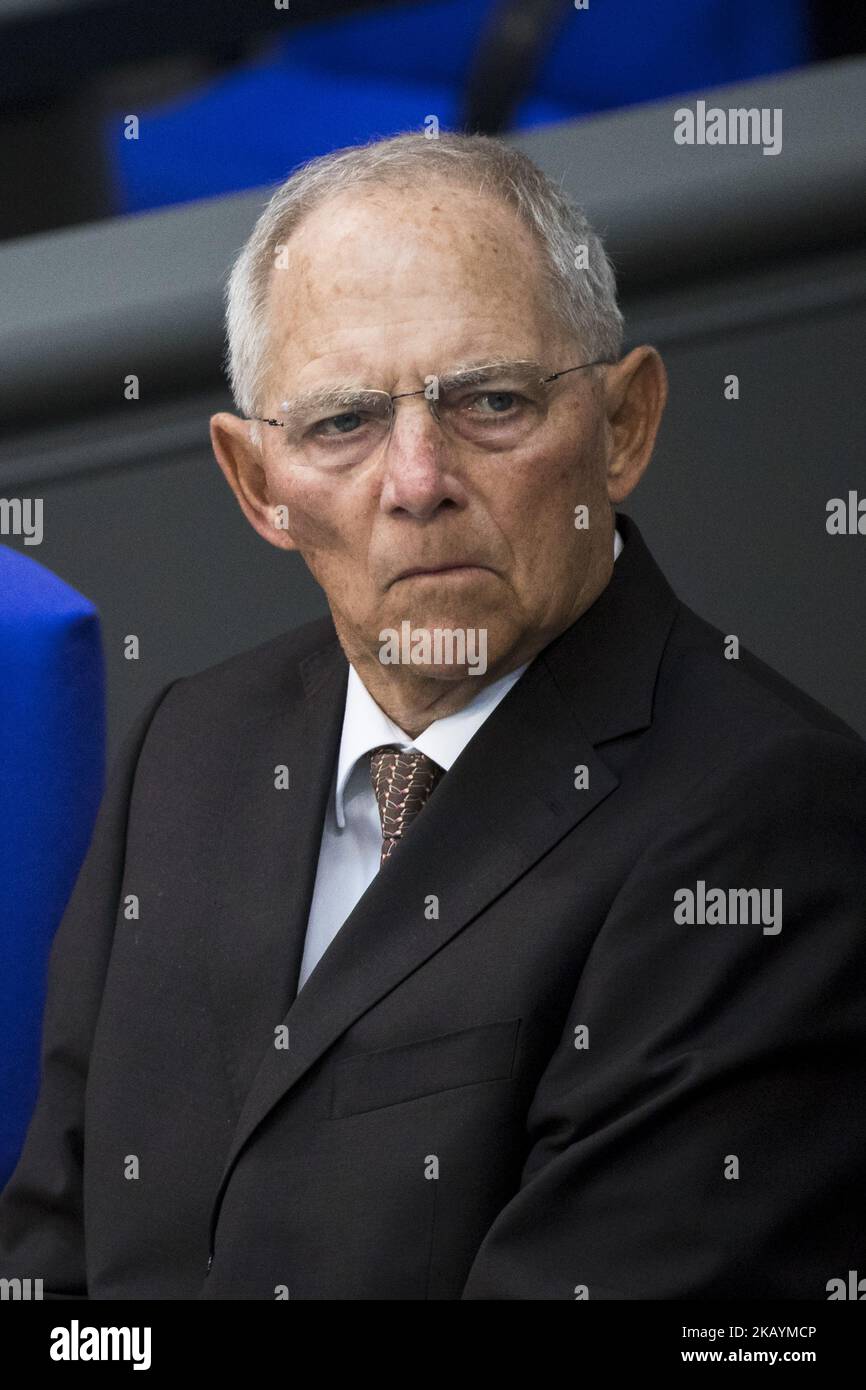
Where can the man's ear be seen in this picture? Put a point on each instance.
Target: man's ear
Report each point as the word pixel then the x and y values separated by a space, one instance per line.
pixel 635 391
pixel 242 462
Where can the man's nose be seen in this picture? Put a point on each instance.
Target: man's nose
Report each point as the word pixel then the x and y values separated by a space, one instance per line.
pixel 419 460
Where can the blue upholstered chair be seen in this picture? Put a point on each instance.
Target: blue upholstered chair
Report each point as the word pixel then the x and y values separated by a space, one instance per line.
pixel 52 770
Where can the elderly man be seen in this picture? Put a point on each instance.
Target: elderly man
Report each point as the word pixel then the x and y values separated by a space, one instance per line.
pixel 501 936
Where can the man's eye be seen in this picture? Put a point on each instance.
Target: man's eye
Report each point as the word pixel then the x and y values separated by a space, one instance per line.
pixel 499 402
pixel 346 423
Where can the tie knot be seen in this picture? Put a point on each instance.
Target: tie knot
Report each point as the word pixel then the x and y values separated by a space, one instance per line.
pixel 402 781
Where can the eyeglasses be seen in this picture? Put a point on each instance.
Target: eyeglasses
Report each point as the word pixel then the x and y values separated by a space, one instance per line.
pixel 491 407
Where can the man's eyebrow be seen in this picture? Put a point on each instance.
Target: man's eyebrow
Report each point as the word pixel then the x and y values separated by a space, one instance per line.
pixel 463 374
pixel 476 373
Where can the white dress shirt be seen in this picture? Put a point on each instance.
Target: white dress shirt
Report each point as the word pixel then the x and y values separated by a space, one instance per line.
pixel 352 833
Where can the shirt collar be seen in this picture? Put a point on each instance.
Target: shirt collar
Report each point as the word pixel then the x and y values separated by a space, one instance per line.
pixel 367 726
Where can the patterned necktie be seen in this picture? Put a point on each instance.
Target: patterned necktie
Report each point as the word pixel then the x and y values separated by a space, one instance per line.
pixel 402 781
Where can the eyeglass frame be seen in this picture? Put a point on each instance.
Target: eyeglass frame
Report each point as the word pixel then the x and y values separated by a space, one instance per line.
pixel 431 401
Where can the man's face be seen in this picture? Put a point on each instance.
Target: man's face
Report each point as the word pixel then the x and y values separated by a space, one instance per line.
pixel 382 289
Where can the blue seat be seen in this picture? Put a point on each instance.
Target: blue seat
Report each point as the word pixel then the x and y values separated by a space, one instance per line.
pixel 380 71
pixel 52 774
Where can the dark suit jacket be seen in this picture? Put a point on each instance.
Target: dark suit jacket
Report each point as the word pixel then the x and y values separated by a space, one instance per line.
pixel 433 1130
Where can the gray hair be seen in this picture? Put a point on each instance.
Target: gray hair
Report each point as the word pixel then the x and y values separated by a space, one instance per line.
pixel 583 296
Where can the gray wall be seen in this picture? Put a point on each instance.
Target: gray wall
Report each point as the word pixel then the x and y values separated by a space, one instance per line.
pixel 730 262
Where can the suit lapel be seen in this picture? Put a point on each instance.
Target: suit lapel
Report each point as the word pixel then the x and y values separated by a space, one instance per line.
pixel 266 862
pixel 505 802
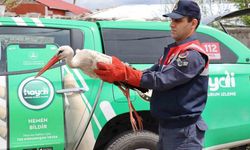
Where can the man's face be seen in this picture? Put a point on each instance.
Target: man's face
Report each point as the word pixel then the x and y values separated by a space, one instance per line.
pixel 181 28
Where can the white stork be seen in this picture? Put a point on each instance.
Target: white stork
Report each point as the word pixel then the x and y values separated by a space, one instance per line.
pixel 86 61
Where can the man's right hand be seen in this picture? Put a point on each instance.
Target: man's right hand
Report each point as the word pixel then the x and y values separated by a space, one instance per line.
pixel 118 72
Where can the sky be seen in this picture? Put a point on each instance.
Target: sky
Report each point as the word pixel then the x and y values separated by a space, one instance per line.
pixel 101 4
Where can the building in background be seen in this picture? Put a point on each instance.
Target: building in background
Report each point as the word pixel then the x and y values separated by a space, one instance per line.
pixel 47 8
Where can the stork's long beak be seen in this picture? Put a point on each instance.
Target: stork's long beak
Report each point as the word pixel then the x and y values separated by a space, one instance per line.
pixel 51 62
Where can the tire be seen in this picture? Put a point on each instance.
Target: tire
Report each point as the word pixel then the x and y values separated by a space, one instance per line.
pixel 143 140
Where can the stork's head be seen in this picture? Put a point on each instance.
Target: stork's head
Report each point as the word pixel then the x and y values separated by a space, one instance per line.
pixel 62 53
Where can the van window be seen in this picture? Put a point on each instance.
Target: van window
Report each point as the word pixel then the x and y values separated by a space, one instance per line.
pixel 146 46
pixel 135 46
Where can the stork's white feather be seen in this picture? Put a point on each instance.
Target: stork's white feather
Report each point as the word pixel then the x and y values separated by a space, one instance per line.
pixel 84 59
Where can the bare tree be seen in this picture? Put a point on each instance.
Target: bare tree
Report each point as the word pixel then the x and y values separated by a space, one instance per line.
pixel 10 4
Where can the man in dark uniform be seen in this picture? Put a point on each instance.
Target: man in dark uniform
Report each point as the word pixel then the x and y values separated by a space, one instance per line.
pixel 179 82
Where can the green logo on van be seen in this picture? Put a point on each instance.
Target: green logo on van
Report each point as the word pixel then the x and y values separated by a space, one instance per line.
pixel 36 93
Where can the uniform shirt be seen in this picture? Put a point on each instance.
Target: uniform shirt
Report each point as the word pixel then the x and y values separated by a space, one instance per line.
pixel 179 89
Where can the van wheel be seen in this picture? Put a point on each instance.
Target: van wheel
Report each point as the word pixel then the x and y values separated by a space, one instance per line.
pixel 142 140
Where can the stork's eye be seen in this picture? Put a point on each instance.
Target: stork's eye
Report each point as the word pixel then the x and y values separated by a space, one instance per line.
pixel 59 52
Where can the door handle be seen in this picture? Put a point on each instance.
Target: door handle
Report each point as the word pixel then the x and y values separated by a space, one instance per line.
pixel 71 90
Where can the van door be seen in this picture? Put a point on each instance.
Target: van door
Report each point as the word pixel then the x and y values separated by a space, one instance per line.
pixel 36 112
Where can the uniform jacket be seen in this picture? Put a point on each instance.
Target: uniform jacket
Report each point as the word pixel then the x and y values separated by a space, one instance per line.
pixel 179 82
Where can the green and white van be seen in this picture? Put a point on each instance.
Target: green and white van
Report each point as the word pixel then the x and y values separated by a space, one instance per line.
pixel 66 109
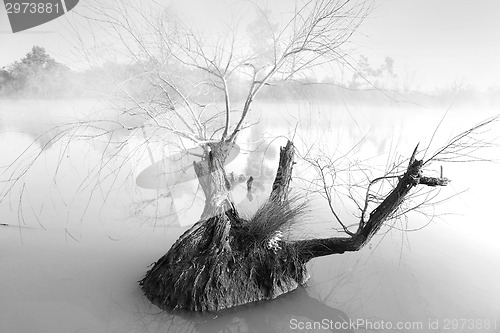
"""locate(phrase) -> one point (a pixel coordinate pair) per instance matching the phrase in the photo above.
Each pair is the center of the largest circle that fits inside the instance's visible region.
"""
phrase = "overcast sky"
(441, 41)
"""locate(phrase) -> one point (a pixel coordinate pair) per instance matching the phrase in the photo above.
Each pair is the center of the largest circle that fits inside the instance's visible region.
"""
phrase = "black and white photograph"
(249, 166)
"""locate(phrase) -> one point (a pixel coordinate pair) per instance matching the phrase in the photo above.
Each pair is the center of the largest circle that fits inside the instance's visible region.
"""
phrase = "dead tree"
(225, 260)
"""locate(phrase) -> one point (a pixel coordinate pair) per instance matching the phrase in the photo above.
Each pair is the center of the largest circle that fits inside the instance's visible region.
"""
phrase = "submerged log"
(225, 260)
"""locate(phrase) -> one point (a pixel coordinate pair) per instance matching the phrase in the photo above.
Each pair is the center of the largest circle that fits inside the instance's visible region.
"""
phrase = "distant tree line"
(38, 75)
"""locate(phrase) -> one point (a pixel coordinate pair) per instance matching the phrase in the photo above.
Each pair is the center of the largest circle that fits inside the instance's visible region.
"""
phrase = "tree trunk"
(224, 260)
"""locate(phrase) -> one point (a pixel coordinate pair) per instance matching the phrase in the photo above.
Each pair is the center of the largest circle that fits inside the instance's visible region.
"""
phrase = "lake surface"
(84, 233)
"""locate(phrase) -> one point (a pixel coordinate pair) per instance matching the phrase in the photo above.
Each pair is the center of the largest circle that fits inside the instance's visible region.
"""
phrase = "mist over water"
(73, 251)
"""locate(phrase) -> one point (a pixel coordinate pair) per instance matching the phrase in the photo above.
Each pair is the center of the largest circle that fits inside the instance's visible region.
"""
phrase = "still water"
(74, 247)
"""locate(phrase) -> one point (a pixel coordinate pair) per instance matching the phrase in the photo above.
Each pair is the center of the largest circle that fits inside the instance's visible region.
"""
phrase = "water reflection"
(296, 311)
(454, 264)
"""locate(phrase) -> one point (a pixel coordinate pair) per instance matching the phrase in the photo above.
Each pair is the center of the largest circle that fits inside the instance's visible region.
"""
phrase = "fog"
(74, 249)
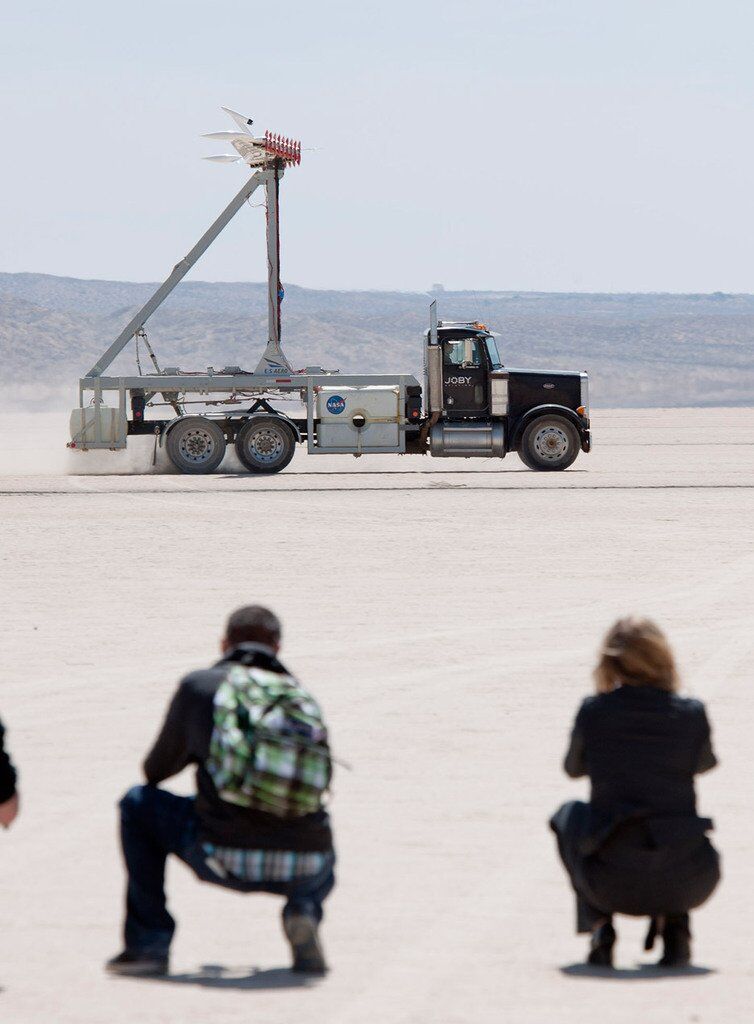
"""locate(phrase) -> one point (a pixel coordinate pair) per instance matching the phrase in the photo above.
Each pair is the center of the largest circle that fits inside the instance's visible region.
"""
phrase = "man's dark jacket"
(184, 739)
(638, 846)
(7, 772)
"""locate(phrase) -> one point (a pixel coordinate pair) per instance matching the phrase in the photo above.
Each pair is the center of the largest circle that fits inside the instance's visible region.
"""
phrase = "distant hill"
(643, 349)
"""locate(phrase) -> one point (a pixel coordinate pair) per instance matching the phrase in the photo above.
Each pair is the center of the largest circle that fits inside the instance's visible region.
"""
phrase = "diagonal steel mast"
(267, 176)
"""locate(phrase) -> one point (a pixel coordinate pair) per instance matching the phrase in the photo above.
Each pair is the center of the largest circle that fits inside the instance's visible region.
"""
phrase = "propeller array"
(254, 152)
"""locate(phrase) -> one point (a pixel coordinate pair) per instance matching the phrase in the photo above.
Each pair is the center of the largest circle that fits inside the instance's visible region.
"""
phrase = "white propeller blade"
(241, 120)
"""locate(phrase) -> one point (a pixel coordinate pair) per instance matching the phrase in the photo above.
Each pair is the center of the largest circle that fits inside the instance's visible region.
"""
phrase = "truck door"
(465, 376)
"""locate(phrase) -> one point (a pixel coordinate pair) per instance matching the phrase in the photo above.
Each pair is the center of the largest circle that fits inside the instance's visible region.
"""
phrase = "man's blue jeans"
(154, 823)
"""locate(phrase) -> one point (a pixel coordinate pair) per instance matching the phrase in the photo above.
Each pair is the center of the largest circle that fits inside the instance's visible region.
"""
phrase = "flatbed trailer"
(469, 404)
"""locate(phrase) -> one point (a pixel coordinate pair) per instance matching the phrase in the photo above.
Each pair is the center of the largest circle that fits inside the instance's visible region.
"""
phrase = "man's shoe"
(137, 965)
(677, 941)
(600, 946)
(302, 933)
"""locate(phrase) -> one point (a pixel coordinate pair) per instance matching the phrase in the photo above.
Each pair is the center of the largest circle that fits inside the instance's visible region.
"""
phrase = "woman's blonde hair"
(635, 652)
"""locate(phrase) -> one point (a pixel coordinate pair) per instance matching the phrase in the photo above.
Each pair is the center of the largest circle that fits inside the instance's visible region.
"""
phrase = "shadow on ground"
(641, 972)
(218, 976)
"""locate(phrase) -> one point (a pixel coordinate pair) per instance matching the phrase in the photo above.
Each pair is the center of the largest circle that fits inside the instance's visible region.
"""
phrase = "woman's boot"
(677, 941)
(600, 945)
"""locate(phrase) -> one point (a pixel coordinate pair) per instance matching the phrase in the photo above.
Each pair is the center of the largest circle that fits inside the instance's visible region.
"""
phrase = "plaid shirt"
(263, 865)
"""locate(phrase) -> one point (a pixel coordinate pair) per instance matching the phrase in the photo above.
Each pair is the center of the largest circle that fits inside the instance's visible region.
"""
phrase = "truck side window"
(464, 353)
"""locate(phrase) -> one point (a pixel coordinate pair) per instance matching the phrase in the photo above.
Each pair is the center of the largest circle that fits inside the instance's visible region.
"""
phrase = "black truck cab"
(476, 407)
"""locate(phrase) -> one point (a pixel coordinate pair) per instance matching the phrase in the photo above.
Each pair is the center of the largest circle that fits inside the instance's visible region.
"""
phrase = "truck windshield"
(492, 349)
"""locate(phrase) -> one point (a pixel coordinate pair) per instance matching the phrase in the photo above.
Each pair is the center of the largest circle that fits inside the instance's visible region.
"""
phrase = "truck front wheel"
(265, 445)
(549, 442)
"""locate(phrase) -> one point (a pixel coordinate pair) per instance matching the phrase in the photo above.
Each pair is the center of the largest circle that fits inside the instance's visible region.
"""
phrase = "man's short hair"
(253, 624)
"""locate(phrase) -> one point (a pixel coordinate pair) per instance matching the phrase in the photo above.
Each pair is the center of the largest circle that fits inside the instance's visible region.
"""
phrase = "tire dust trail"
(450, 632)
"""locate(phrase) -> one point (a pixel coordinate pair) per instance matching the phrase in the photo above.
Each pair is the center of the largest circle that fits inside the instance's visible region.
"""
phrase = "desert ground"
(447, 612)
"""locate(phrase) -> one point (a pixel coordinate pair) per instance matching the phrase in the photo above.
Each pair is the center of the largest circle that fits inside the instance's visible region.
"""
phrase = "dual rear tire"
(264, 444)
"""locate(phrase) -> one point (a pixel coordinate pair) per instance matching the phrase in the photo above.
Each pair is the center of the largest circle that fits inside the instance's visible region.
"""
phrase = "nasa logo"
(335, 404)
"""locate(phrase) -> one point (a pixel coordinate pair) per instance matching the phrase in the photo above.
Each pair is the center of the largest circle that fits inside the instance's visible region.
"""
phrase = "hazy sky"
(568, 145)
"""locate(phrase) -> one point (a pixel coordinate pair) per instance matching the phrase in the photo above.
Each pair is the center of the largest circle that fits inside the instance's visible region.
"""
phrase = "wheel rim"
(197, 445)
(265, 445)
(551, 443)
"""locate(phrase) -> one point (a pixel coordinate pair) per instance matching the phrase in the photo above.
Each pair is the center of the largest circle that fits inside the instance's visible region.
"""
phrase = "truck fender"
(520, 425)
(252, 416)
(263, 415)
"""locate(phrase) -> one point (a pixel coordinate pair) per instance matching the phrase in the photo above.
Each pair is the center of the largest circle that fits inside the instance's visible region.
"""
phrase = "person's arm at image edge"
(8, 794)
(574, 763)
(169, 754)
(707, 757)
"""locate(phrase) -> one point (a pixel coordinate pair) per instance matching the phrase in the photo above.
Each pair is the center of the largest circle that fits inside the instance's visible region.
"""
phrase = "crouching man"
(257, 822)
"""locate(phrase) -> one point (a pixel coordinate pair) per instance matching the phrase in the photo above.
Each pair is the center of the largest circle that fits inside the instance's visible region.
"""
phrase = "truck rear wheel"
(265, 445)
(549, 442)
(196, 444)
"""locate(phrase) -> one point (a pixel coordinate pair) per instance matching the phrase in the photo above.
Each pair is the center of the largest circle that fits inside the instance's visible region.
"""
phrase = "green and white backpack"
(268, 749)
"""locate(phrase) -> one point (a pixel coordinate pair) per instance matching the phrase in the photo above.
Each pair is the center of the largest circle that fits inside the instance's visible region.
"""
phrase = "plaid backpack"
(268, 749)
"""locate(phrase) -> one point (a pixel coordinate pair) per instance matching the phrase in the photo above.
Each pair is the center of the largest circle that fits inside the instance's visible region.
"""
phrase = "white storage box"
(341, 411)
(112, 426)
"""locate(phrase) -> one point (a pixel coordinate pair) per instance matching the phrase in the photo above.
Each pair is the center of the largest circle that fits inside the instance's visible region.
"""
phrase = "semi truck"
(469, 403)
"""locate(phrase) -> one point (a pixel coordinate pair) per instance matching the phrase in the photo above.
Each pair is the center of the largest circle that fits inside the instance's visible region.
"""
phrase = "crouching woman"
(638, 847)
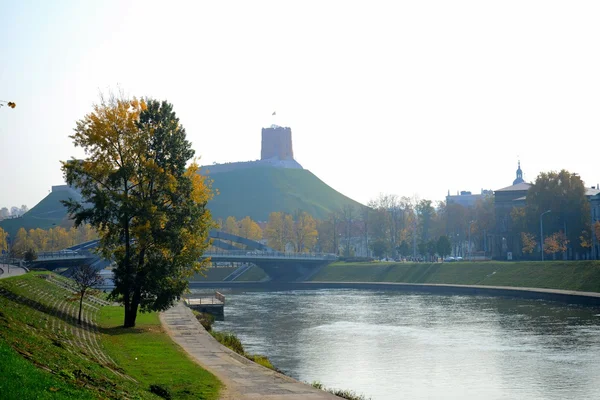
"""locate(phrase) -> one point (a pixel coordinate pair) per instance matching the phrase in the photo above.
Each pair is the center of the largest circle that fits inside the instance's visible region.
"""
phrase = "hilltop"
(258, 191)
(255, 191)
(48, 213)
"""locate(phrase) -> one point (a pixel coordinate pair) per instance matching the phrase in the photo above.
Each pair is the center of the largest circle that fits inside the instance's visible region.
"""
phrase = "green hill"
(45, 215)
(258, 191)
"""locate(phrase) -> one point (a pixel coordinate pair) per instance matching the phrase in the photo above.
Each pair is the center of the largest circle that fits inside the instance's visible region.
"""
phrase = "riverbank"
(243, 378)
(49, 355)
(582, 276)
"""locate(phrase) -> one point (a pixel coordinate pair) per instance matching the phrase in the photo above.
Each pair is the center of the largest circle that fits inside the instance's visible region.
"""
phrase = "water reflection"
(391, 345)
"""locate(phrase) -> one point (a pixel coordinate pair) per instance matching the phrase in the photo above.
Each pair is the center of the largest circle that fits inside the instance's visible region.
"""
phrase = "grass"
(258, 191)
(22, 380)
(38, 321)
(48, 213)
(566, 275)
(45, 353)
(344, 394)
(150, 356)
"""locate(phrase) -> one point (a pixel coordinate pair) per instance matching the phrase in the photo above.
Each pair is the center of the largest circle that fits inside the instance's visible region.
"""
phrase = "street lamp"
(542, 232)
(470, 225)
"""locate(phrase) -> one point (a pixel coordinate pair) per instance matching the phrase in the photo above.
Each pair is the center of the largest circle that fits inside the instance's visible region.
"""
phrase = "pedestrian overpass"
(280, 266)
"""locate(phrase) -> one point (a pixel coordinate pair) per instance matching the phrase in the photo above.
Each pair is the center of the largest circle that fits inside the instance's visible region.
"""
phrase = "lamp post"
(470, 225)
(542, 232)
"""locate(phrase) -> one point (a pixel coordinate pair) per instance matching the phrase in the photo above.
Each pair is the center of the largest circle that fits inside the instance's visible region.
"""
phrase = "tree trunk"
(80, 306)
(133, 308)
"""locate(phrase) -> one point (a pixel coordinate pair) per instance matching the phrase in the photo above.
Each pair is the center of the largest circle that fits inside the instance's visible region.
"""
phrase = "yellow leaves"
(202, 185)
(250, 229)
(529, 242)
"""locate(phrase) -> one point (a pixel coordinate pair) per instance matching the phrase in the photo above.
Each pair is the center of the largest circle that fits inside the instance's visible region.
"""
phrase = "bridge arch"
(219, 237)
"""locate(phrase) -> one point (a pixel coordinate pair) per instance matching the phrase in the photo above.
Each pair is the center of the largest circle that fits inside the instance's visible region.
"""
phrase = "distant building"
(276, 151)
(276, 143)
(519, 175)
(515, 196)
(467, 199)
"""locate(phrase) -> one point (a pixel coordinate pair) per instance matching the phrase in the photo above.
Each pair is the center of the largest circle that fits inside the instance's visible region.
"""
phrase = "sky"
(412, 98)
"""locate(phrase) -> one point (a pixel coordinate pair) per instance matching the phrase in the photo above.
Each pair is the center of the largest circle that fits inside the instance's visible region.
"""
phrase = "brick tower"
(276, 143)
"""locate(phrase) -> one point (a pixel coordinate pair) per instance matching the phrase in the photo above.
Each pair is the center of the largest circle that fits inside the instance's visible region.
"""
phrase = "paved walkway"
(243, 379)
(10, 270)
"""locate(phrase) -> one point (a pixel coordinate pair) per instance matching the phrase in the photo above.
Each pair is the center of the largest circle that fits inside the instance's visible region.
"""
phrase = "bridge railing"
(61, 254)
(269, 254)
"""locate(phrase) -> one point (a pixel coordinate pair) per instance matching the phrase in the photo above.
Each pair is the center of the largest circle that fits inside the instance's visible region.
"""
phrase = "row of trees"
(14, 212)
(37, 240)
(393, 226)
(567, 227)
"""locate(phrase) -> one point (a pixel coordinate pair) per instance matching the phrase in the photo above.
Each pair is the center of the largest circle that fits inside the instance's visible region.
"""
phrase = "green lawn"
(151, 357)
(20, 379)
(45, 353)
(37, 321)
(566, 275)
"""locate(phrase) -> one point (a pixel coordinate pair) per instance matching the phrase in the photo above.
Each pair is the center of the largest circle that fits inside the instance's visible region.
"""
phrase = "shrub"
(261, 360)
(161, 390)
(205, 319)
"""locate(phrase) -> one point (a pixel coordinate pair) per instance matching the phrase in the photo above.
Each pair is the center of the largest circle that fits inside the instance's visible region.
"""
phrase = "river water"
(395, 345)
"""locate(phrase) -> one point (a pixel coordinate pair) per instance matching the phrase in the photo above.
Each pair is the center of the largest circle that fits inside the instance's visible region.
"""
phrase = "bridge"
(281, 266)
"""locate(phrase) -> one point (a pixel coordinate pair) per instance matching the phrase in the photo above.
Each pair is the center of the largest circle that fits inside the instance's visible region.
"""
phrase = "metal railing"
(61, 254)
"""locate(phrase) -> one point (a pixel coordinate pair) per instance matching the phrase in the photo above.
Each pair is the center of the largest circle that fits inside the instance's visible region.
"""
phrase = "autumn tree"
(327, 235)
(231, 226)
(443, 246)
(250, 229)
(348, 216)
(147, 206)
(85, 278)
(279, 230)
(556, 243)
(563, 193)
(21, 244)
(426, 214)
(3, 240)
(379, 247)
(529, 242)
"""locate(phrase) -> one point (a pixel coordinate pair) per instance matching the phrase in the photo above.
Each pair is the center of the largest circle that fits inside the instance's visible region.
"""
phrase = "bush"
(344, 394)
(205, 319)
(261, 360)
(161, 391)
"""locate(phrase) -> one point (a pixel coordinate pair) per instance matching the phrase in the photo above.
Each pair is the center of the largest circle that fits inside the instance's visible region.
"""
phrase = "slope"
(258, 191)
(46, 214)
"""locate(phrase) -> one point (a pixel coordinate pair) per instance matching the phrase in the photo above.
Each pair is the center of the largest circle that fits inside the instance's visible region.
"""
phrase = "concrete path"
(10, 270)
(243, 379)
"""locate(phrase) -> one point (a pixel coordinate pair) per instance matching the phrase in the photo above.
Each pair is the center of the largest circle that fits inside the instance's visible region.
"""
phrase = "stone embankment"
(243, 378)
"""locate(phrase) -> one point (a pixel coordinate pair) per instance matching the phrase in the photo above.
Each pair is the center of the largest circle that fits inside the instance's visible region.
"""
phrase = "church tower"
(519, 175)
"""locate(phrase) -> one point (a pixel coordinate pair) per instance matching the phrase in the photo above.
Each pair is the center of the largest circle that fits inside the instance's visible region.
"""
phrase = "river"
----------------
» **The exercise**: Render the material from its start through the line containing "pixel 242 462" as a Markdown table with the columns No. and Entry, giving each line its own numbered row. Leave out blank lines and the pictures.

» **Written response**:
| No. | Entry |
|---|---|
| 1 | Where can the man's ear be seen in this picture? Put a point on each instance. |
| 2 | Target: man's ear |
| 3 | Report each point as the word pixel then the x and y values separated by a space, one instance per line. |
| 4 | pixel 635 391 |
| 5 | pixel 242 462 |